▸ **What to produce**: Format as a JSON list of strings the material that begins at the line containing "Target: bottle neck" and stops after the line containing "Target: dark soy sauce", one string per line with blank lines omitted.
■ ■ ■ ■ ■ ■ ■
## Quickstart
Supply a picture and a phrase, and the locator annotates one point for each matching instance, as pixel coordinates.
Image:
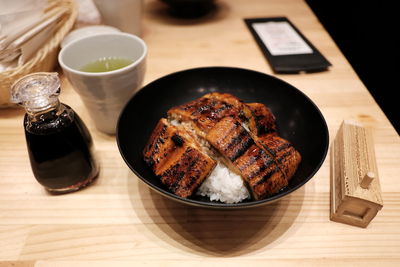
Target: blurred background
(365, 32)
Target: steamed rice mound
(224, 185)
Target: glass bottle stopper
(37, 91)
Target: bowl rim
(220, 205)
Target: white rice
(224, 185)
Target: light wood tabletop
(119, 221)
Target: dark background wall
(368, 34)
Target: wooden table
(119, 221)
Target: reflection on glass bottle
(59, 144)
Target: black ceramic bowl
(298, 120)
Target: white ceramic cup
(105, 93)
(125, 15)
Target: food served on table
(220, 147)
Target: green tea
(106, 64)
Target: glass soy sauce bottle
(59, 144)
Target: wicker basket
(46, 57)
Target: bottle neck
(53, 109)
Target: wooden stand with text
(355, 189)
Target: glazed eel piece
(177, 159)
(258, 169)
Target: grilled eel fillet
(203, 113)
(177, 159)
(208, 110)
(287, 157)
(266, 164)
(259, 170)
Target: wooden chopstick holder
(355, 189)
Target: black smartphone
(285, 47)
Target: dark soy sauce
■ ■ ■ ■ ■ ■ ■
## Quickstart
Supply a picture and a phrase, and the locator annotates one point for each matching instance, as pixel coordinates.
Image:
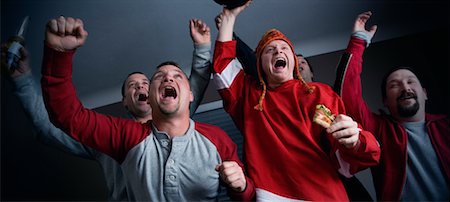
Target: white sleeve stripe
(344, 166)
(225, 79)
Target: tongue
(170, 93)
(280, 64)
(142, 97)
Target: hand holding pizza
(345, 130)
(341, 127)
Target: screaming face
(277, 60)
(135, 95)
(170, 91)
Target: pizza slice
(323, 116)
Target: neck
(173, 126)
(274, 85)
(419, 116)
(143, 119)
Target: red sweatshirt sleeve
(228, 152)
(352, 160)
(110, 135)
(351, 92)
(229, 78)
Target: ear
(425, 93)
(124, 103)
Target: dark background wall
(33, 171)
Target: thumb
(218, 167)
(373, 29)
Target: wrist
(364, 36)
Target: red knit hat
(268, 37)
■ ■ ■ ■ ■ ■ ■
▸ **Task output**:
[
  "Target: bottle neck",
  "(53, 109)",
  "Target: wooden stand with text",
  "(355, 189)",
  "Target: glazed eel piece",
  "(177, 159)",
  "(258, 169)",
  "Target: grilled eel fillet",
  "(203, 113)",
  "(177, 159)",
  "(208, 110)",
  "(287, 157)",
  "(266, 164)",
  "(259, 170)",
  "Target: wooden chopstick holder",
  "(355, 189)",
  "Target: black smartphone",
  "(285, 47)",
  "Target: dark soy sauce"
]